Below are records to repeat exactly; do not include any pictures.

-------- Records for this task --------

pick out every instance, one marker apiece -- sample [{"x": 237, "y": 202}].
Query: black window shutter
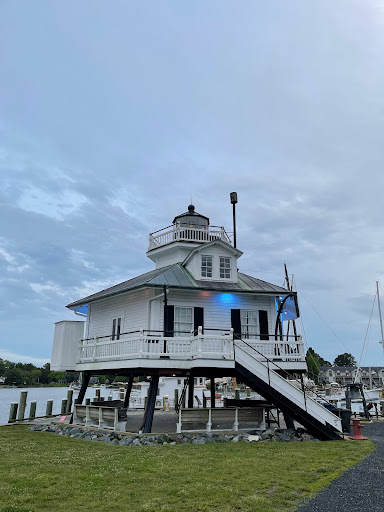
[
  {"x": 236, "y": 323},
  {"x": 169, "y": 317},
  {"x": 198, "y": 319},
  {"x": 263, "y": 321}
]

--------

▶ **Result of the exercise**:
pick out every instance, one marker apiece -- sample [{"x": 237, "y": 202}].
Query: black window shutter
[
  {"x": 236, "y": 323},
  {"x": 169, "y": 317},
  {"x": 198, "y": 319},
  {"x": 263, "y": 321}
]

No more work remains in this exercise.